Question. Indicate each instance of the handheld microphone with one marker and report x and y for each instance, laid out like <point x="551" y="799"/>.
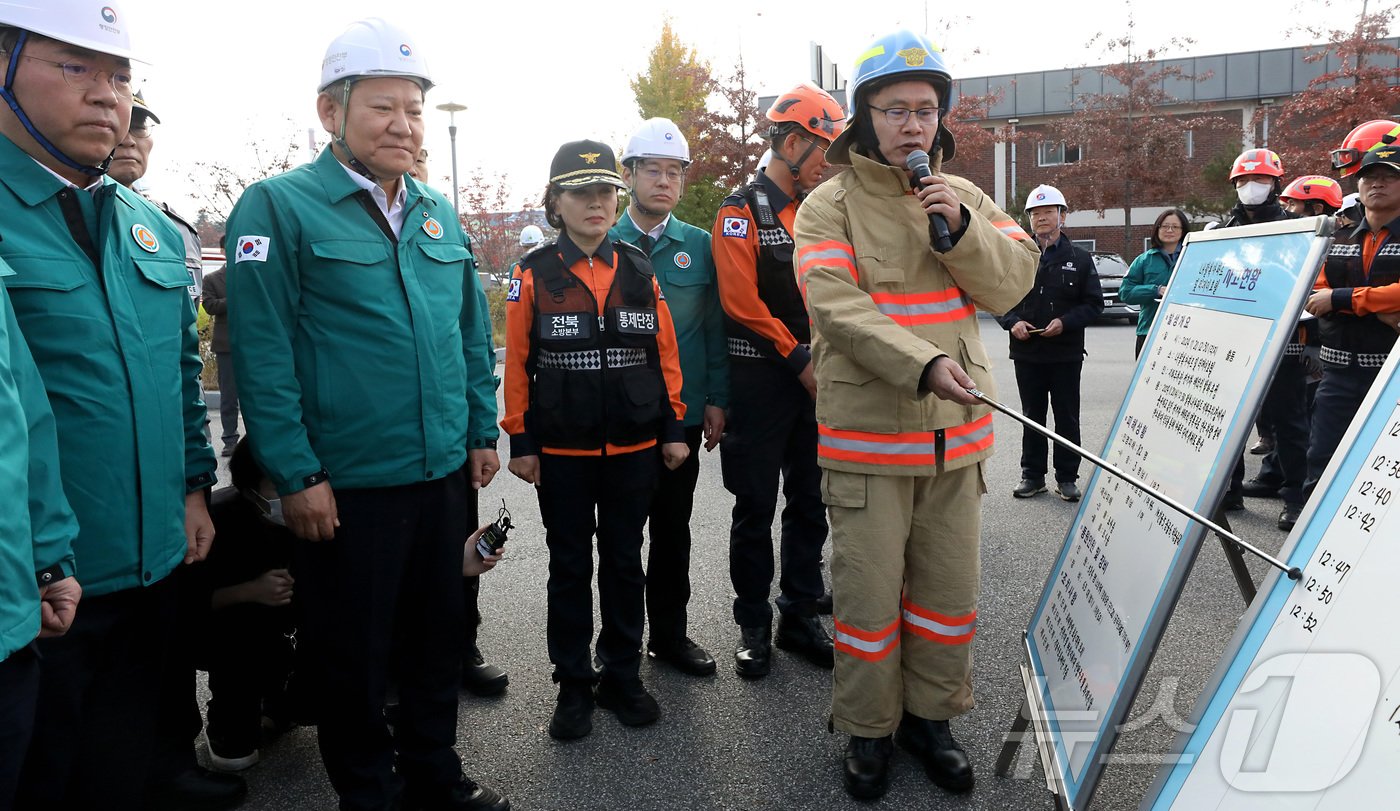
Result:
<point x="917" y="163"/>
------------------------------------
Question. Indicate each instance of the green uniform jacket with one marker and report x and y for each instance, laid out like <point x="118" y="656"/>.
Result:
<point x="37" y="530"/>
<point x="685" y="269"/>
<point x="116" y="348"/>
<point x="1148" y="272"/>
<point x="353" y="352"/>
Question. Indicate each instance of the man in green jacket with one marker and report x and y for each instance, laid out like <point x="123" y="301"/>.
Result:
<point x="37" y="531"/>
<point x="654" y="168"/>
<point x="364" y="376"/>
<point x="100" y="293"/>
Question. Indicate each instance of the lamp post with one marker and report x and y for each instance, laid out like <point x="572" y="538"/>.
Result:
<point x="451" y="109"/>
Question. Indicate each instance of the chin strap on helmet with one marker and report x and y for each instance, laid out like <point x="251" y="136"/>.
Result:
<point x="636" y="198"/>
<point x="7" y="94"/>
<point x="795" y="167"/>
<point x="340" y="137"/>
------------------------------------
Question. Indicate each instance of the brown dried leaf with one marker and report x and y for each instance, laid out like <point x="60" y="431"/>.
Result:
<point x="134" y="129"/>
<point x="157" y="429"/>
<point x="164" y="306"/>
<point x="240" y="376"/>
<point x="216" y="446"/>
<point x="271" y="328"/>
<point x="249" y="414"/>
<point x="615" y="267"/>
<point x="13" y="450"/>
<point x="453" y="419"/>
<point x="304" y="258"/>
------------------------------------
TASK REQUIREMENTS:
Filter the items above and copy out every line that contains the word "with".

ANSWER TO THE EXERCISE:
Question. Indicate each instance of the handheld microphone with one marker and report x and y for each instance, laid out like <point x="551" y="799"/>.
Question. Indicate each instance of the green uniform jacket with one marker and report x and y for each instance, laid out like <point x="118" y="656"/>.
Question. Indicate each instance of the man in green jacket with one marker and report x and y for each instance, laid out like <point x="123" y="301"/>.
Question. Indicate each instance of the lamp post with one marker and report x and y for each instance, laid out like <point x="572" y="538"/>.
Question. Indicate each instance of the chin strap on helmet with one marker and report x and y for each instance, laid out like <point x="251" y="136"/>.
Question. Indicate each instance of the brown dried leaf with one marker and report x and y for each instance, laid out like <point x="60" y="431"/>.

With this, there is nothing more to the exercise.